> Supplied text
BEGIN
Time, it is said, is an illusion. I’ve never quite understood what that meant until I started writing regular articles.
All the contributing writers to this magazine have a month in advance deadline to meet which means that this article was written at the end of December. It’s now February and December already seems like a long time ago. Much of import may have happened between my writing and your reading. At the time of writing, on the eve of the New Year, when people here and everywhere stopped for a moment to reflect of the past year and place their faith and hopes in the year to come and made, yet again, optimistic resolutions, I found myself pondering the meaning of time and of life.
For some time, on New Year’s Eve morning, while shoppers went about replenishing supplies for the festivities ushering in another year and while Capetonians and visitors to our city enjoyed the wonderful summer weather, an untimely tragedy was playing itself out on Table Mountain.
A young medical doctor fell to his death while hiking on Platteklip Gorge that morning. The mountain I have known and loved all my life claimed the life of a young man my family had come to know and love for he was a friend and colleague of our daughter.
At the time of writing, there was very little information available about the circumstances of this tragic accident. The news of his death spread rapidly amongst the community who knew him. We were shocked and distraught. Our daughter and his other colleagues deal with life and death every day in their work as doctors. They are bound together in their common struggle against disease and death in a special fellowship in which they, somehow, manage to remain free of cynicism and apathy. They commit a lifetime to this endeavour.
Dr. Nazier Khan was among the brightest and best. Studious, diligent, dedicated and zealous, he was on the verge of becoming a cardio-pulmonary specialist. I have no doubt that he would have been one of the finest. He was humble about his achievements. They meant only that he would be of better service. He cared deeply about those close to him, especially for his young daughter upon whom he doted and for his family and friends. He cared about me and my wife. He cared passionately about his patients. A loving, caring, dedicated doctor, father and friend who had all the time in the world for all of us, came to a premature end on New Year’s Eve on Table Mountain.
END
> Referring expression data
BEGIN
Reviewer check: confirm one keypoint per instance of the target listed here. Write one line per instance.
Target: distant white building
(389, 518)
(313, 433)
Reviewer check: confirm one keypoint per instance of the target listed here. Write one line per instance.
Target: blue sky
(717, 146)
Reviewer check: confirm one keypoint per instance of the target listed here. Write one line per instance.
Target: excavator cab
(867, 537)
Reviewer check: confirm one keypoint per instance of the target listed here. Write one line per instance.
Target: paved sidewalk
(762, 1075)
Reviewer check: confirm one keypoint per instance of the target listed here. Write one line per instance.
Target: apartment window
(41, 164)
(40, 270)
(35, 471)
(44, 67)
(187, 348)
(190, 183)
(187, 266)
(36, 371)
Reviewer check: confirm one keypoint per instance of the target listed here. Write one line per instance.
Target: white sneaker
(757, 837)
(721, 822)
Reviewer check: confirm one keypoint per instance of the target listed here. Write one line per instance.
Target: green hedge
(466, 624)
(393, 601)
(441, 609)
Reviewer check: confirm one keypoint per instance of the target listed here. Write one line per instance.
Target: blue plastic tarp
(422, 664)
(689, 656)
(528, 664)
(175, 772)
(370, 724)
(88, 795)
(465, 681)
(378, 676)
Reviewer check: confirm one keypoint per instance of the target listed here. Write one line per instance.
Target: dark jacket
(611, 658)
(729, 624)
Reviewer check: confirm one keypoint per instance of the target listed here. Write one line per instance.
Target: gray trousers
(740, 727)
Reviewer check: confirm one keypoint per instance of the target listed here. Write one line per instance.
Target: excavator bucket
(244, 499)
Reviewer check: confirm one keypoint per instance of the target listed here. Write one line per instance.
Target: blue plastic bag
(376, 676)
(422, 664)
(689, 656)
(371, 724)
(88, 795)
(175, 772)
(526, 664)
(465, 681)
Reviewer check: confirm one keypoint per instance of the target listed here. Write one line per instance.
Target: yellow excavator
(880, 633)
END
> Work instruction 1
List the four qualities attributed to Dr. Nazier Khan in the sentence of the essay that begins with "Studious".
> Work instruction 2
Reproduce the essay word for word from "All the contributing" to "and of life.".
The listing has no role in any of the tasks.

> Response 1
Studious, diligent, dedicated, zealous

> Response 2
All the contributing writers to this magazine have a month in advance deadline to meet which means that this article was written at the end of December. It’s now February and December already seems like a long time ago. Much of import may have happened between my writing and your reading. At the time of writing, on the eve of the New Year, when people here and everywhere stopped for a moment to reflect of the past year and place their faith and hopes in the year to come and made, yet again, optimistic resolutions, I found myself pondering the meaning of time and of life.